— Begin —
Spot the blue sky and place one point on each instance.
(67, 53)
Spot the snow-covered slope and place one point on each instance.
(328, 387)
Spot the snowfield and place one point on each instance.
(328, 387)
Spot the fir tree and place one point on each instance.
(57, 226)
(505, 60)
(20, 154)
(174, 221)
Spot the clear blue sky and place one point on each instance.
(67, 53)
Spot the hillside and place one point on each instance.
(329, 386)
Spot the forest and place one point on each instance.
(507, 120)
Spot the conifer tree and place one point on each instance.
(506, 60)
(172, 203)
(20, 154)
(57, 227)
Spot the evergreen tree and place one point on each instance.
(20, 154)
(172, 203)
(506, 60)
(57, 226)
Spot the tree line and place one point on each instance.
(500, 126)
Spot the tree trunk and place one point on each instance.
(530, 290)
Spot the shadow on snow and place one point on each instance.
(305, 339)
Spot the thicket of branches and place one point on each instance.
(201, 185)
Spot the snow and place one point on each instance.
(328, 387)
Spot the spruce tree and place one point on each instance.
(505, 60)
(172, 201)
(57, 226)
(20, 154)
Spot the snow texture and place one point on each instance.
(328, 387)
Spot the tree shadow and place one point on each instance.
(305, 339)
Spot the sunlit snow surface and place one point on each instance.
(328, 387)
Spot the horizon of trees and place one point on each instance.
— End —
Aim of the exercise:
Copy the entries word for word, beginning with the line that contains "Spot the snow texture" and continuing through the final line of the entries.

Correct response:
Spot the snow texture and place one point on each instance.
(328, 387)
Spot the tree shadow and place one point on each instance.
(305, 339)
Spot the sunlit snow surface and place one point on each instance.
(328, 387)
Spot the horizon of trees and place one point on each instance.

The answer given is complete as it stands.